Data items:

..........

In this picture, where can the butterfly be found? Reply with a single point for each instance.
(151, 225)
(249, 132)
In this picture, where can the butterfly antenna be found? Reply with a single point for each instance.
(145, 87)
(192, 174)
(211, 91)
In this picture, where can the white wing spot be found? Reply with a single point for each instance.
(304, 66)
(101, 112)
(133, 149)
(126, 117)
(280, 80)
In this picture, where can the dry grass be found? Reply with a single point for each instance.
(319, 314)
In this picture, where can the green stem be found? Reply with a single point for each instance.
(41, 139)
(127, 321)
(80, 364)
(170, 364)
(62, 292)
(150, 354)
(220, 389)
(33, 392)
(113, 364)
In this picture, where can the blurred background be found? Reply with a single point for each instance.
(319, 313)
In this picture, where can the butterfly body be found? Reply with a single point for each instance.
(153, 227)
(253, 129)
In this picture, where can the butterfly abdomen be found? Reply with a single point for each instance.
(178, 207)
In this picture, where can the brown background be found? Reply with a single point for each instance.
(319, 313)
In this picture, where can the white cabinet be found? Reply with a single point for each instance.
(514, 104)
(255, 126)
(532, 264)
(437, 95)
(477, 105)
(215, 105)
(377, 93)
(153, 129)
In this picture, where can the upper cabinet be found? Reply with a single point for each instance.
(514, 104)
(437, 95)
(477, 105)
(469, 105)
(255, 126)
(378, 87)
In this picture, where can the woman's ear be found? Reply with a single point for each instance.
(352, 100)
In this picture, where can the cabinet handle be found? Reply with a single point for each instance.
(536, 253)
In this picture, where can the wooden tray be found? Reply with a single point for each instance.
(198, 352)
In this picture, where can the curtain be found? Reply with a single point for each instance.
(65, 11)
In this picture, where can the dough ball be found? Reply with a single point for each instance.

..........

▸ Task to complete
Please reproduce, word for word, every line from the line with "In this picture, where can the cabinet" to the final line above, including both ends.

▸ Task output
In this picture, where can the cabinet handle be found? Reply with a single point for each instance.
(536, 253)
In this picture, where can the wooden tray be found? Reply with a single point for each instance.
(198, 352)
In this picture, where can the curtain be found? Reply with a single point for each instance.
(65, 11)
In this picture, where can the dough ball be found? Reply with a single point for each instance.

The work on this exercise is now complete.